** start Dataset extract **

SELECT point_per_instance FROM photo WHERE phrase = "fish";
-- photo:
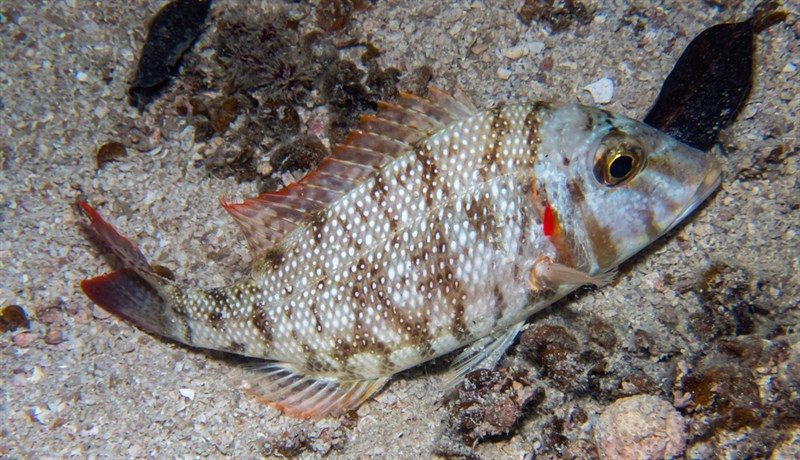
(434, 227)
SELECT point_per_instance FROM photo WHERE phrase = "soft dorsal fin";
(267, 218)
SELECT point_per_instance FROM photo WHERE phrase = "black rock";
(172, 32)
(708, 85)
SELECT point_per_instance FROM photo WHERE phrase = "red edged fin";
(266, 219)
(304, 396)
(124, 293)
(122, 247)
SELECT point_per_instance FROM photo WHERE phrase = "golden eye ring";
(617, 160)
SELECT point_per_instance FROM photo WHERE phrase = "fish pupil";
(620, 167)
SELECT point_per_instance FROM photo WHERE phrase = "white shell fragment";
(187, 393)
(515, 52)
(640, 427)
(602, 90)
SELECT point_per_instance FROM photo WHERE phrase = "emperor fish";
(434, 227)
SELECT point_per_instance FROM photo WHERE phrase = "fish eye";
(617, 160)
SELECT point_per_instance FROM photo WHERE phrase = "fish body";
(434, 227)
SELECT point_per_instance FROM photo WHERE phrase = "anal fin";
(313, 397)
(483, 354)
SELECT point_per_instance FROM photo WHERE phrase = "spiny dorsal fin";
(304, 396)
(266, 219)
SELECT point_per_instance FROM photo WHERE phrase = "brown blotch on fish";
(274, 258)
(261, 320)
(575, 191)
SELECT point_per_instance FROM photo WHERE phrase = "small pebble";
(53, 336)
(19, 379)
(187, 393)
(602, 90)
(640, 427)
(23, 340)
(503, 73)
(515, 52)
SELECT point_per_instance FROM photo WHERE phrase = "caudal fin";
(134, 293)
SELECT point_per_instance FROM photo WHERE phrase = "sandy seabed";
(82, 385)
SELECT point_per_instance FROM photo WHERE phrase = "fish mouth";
(709, 184)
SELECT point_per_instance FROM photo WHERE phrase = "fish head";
(625, 184)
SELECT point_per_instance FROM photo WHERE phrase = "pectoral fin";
(548, 274)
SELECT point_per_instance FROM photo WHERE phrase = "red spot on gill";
(548, 221)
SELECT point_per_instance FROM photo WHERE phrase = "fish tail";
(136, 293)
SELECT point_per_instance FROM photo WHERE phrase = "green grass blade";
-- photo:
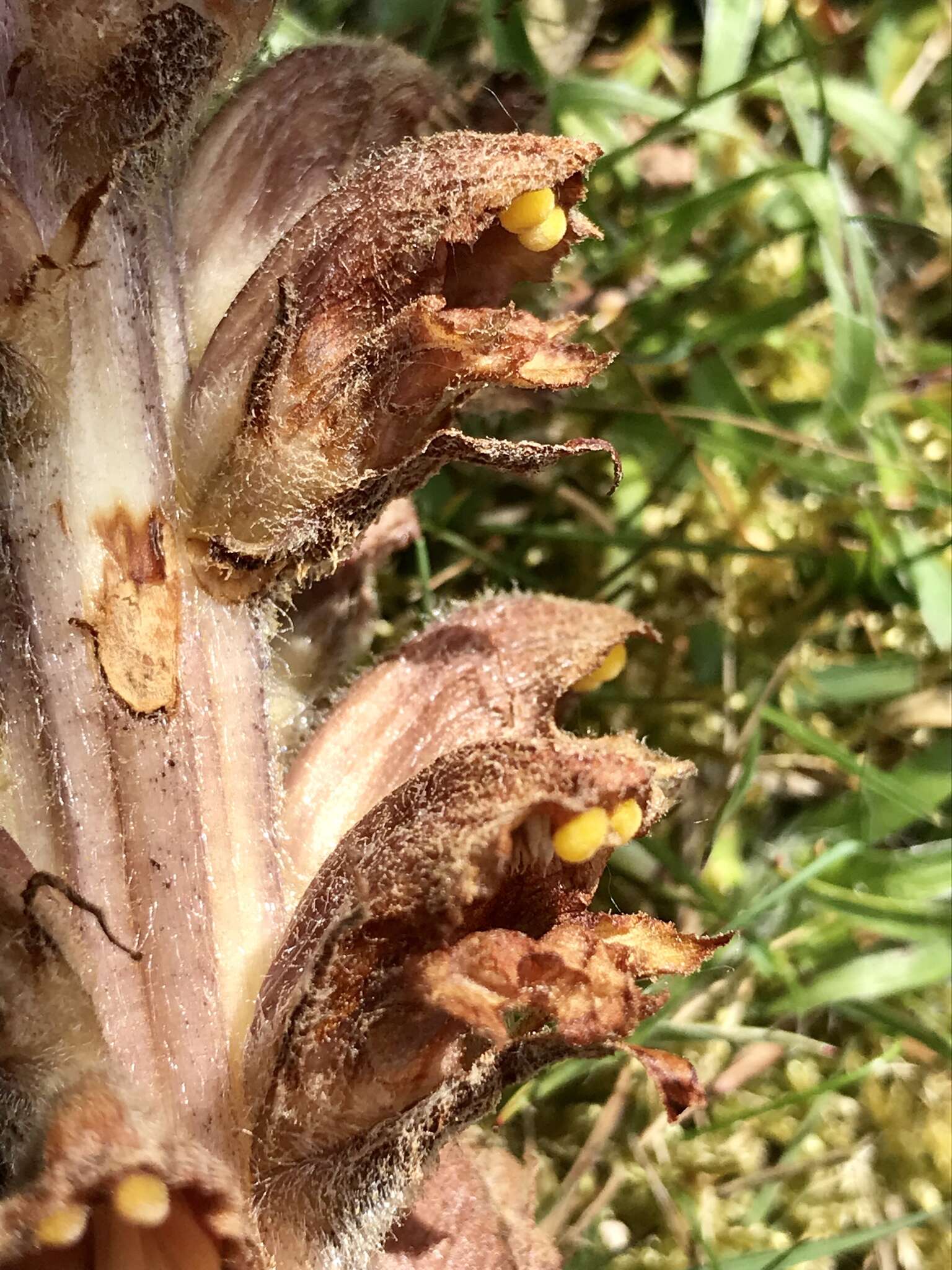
(874, 779)
(814, 1250)
(874, 975)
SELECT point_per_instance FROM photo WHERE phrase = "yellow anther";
(141, 1199)
(626, 818)
(64, 1227)
(527, 211)
(611, 668)
(579, 838)
(547, 234)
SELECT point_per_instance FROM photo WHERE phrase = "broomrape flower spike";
(236, 1029)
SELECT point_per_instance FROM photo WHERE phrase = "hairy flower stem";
(144, 732)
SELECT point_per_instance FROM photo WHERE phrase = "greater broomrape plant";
(243, 1010)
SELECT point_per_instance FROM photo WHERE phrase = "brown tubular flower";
(446, 940)
(325, 389)
(216, 371)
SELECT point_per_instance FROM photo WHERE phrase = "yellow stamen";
(579, 838)
(547, 234)
(141, 1199)
(527, 211)
(626, 819)
(64, 1227)
(611, 668)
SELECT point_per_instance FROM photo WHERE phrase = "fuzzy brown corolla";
(230, 337)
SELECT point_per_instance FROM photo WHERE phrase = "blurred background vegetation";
(775, 277)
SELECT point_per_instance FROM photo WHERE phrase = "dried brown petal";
(676, 1078)
(574, 977)
(488, 671)
(325, 390)
(273, 150)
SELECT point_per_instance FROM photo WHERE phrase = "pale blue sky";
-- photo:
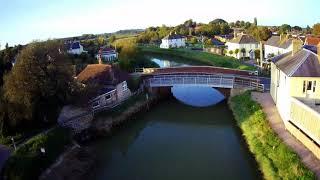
(22, 21)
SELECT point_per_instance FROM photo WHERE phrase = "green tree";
(236, 51)
(39, 83)
(255, 22)
(112, 39)
(193, 40)
(101, 41)
(284, 29)
(316, 29)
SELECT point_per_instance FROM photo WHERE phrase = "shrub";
(27, 162)
(276, 160)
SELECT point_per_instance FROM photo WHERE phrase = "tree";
(260, 33)
(255, 22)
(284, 29)
(193, 40)
(112, 39)
(218, 21)
(101, 41)
(243, 51)
(316, 29)
(297, 28)
(236, 51)
(39, 83)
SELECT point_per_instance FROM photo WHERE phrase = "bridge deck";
(202, 70)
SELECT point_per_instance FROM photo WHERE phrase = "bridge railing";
(218, 80)
(206, 80)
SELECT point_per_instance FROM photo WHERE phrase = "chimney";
(318, 51)
(296, 46)
(261, 54)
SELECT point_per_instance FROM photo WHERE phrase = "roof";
(102, 74)
(73, 45)
(98, 73)
(216, 42)
(275, 42)
(312, 41)
(304, 63)
(174, 36)
(244, 39)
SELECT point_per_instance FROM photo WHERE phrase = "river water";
(176, 141)
(194, 137)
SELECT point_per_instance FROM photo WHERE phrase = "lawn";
(199, 57)
(276, 160)
(27, 162)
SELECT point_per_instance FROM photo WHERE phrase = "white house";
(111, 81)
(295, 89)
(75, 48)
(243, 41)
(107, 54)
(173, 41)
(277, 45)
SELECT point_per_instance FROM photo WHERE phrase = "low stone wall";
(74, 164)
(105, 127)
(312, 146)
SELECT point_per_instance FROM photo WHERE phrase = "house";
(173, 41)
(312, 41)
(107, 54)
(111, 84)
(244, 41)
(224, 38)
(75, 48)
(277, 45)
(295, 89)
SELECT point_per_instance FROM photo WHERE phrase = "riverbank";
(276, 160)
(199, 57)
(118, 117)
(78, 161)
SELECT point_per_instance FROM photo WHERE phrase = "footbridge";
(201, 76)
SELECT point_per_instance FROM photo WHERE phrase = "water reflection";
(197, 96)
(174, 141)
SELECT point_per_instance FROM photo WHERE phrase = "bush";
(27, 162)
(276, 160)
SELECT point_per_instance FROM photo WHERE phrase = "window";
(107, 97)
(95, 104)
(124, 86)
(309, 85)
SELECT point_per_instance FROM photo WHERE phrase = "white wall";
(174, 43)
(248, 47)
(275, 50)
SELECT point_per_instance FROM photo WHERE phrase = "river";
(177, 141)
(194, 137)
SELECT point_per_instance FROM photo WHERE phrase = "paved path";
(275, 121)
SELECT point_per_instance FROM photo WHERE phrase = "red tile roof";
(95, 72)
(312, 41)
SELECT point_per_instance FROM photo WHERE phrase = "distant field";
(200, 57)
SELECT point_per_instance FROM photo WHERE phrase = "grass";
(202, 57)
(275, 159)
(27, 162)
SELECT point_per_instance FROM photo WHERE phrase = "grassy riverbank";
(276, 160)
(199, 57)
(27, 162)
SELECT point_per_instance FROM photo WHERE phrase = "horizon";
(76, 18)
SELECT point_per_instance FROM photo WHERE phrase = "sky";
(22, 21)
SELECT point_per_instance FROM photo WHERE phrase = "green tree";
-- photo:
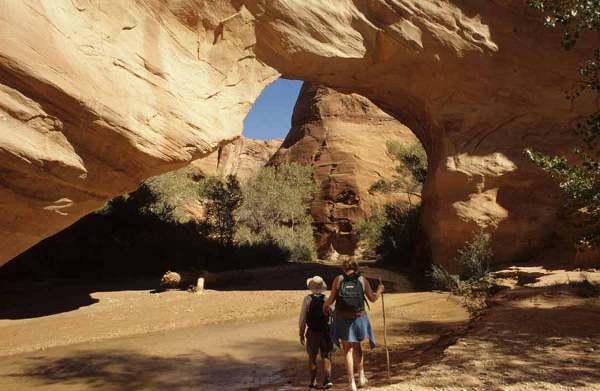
(221, 200)
(579, 180)
(275, 209)
(409, 173)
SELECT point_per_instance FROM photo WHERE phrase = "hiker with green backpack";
(349, 292)
(315, 331)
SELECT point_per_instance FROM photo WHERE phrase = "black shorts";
(317, 341)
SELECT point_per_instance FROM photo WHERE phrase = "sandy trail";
(235, 339)
(542, 336)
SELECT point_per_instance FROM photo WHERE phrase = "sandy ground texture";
(241, 337)
(541, 335)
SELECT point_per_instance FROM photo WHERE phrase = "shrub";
(221, 200)
(410, 172)
(442, 280)
(585, 287)
(390, 232)
(474, 259)
(275, 209)
(474, 283)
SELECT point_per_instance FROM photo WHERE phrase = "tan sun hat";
(316, 284)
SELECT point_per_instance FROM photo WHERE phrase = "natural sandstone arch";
(96, 96)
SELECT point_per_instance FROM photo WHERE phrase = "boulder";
(97, 96)
(343, 137)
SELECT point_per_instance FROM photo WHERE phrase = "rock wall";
(96, 96)
(343, 136)
(242, 157)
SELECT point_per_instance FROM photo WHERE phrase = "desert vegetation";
(578, 176)
(390, 231)
(183, 221)
(474, 281)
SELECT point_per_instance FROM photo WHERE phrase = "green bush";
(410, 170)
(275, 209)
(221, 200)
(390, 233)
(475, 282)
(442, 280)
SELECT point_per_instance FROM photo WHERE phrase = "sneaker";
(362, 380)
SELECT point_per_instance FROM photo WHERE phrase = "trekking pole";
(387, 352)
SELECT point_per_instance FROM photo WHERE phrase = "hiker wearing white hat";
(315, 333)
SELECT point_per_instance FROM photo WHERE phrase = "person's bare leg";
(348, 354)
(359, 363)
(326, 367)
(312, 366)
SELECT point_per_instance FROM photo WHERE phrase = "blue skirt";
(352, 330)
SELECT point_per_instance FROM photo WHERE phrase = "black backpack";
(316, 319)
(350, 295)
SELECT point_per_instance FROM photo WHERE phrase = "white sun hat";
(316, 284)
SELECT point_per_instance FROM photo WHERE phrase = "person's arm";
(331, 299)
(372, 296)
(302, 319)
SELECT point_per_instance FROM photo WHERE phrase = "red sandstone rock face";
(343, 136)
(242, 157)
(96, 96)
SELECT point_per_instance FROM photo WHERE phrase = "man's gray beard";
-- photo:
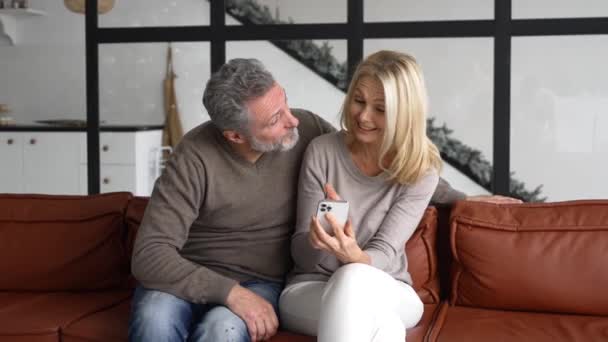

** end Dataset extract **

- What is asked
List each line above that contains the word "black". Case matters.

- Output of the exercise
SELECT point_per_instance FROM photo WHERE phrase = "black rock";
SELECT point_per_instance FROM photo WHERE phrase = "black shorts";
SELECT point_per_instance FROM photo WHERE phrase = "black backpack";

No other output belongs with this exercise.